→ **Work to be completed**: Below is a block of records; reproduce all of them exactly and leave out any pictures.

□ □ □ □ □

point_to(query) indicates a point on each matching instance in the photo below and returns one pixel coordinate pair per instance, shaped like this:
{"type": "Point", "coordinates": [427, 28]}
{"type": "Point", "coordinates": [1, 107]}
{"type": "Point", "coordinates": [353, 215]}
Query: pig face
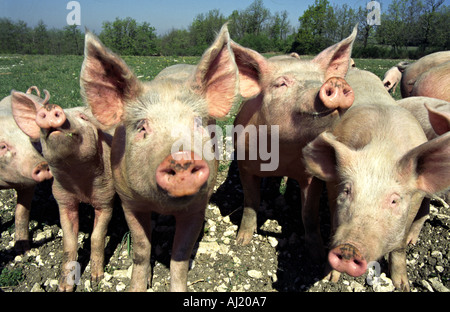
{"type": "Point", "coordinates": [297, 94]}
{"type": "Point", "coordinates": [21, 165]}
{"type": "Point", "coordinates": [62, 133]}
{"type": "Point", "coordinates": [159, 144]}
{"type": "Point", "coordinates": [378, 183]}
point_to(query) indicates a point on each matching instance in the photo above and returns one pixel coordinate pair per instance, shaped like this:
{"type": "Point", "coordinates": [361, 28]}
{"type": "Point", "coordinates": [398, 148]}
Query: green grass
{"type": "Point", "coordinates": [60, 74]}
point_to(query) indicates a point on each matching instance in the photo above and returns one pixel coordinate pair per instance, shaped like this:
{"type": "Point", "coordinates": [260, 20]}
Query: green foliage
{"type": "Point", "coordinates": [10, 277]}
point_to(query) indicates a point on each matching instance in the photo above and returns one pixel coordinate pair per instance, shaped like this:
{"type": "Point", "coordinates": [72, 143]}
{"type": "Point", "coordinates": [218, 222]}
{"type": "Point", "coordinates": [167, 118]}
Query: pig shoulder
{"type": "Point", "coordinates": [368, 88]}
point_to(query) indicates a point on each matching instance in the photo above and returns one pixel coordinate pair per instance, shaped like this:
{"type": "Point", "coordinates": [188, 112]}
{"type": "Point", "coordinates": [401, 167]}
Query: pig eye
{"type": "Point", "coordinates": [3, 148]}
{"type": "Point", "coordinates": [84, 117]}
{"type": "Point", "coordinates": [142, 128]}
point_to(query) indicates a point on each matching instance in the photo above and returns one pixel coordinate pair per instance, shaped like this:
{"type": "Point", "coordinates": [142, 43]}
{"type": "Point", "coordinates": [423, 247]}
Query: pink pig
{"type": "Point", "coordinates": [78, 154]}
{"type": "Point", "coordinates": [152, 170]}
{"type": "Point", "coordinates": [22, 168]}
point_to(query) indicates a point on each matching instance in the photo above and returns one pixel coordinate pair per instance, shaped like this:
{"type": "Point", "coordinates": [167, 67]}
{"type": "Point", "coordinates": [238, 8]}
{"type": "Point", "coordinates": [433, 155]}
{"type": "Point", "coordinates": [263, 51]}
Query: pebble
{"type": "Point", "coordinates": [254, 273]}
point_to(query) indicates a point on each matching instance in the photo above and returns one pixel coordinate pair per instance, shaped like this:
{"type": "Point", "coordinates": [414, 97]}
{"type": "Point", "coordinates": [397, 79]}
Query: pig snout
{"type": "Point", "coordinates": [50, 116]}
{"type": "Point", "coordinates": [182, 174]}
{"type": "Point", "coordinates": [336, 93]}
{"type": "Point", "coordinates": [41, 172]}
{"type": "Point", "coordinates": [347, 258]}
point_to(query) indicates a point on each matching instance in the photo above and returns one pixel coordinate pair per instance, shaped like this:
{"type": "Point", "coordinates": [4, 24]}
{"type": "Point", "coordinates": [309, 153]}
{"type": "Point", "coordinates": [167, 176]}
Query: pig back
{"type": "Point", "coordinates": [368, 88]}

□ □ □ □ □

→ **Exercise output**:
point_to(query) indicates a point on each matching instance in the photo below and returns one pixel coordinate pair per instance, shaped like this:
{"type": "Point", "coordinates": [427, 28]}
{"type": "Point", "coordinates": [1, 107]}
{"type": "Point", "coordinates": [353, 215]}
Query: pig face
{"type": "Point", "coordinates": [297, 94]}
{"type": "Point", "coordinates": [21, 165]}
{"type": "Point", "coordinates": [62, 133]}
{"type": "Point", "coordinates": [159, 144]}
{"type": "Point", "coordinates": [378, 183]}
point_to(query) indicates a point on each matching instance in the photo above and returns one pixel coordinate pair per instance, shaped like this:
{"type": "Point", "coordinates": [361, 28]}
{"type": "Point", "coordinates": [398, 148]}
Query: green grass
{"type": "Point", "coordinates": [60, 74]}
point_to(query) indicates a point on each matching instance in the photo above and returns one pixel coordinate pair per instance, shaped like this:
{"type": "Point", "coordinates": [260, 20]}
Query: green foliage
{"type": "Point", "coordinates": [10, 277]}
point_to(query) indicates a point on each matching instance in the photo above and returns one pixel coordinate pair per instance, shaped like this:
{"type": "Point", "coordinates": [72, 143]}
{"type": "Point", "coordinates": [218, 222]}
{"type": "Point", "coordinates": [167, 118]}
Query: pig shoulder
{"type": "Point", "coordinates": [368, 88]}
point_to(query) indicates a point on each matching instance in the photo above and returns one pixel coordinate pair per instance, shaped like this:
{"type": "Point", "coordinates": [188, 112]}
{"type": "Point", "coordinates": [401, 167]}
Query: pig eye
{"type": "Point", "coordinates": [3, 148]}
{"type": "Point", "coordinates": [84, 117]}
{"type": "Point", "coordinates": [142, 128]}
point_to(query) indicates a point on each matching instance in the photo above and returns one pixel coordinate pair per instance, shaped like this:
{"type": "Point", "coordinates": [142, 43]}
{"type": "Point", "coordinates": [423, 247]}
Query: pink pig
{"type": "Point", "coordinates": [78, 154]}
{"type": "Point", "coordinates": [152, 170]}
{"type": "Point", "coordinates": [22, 168]}
point_to(query) indicates a point on each matching instance in the photo above and returns one pixel coordinate pair per instance, shaped like this:
{"type": "Point", "coordinates": [167, 67]}
{"type": "Point", "coordinates": [238, 8]}
{"type": "Point", "coordinates": [433, 155]}
{"type": "Point", "coordinates": [263, 51]}
Query: pebble
{"type": "Point", "coordinates": [254, 273]}
point_to(query) indicates a point on each matching instance in the photo above and returns one pixel coordinate pair per instance, shaped like this:
{"type": "Point", "coordinates": [414, 97]}
{"type": "Point", "coordinates": [397, 79]}
Query: pig snout
{"type": "Point", "coordinates": [50, 116]}
{"type": "Point", "coordinates": [182, 174]}
{"type": "Point", "coordinates": [336, 93]}
{"type": "Point", "coordinates": [41, 172]}
{"type": "Point", "coordinates": [347, 258]}
point_to(query) indicates a point on each matching instance in the photo above and returns one pixel coordinate pair per instance, shaped like this:
{"type": "Point", "coordinates": [4, 24]}
{"type": "Point", "coordinates": [309, 153]}
{"type": "Point", "coordinates": [167, 176]}
Query: pig back
{"type": "Point", "coordinates": [368, 88]}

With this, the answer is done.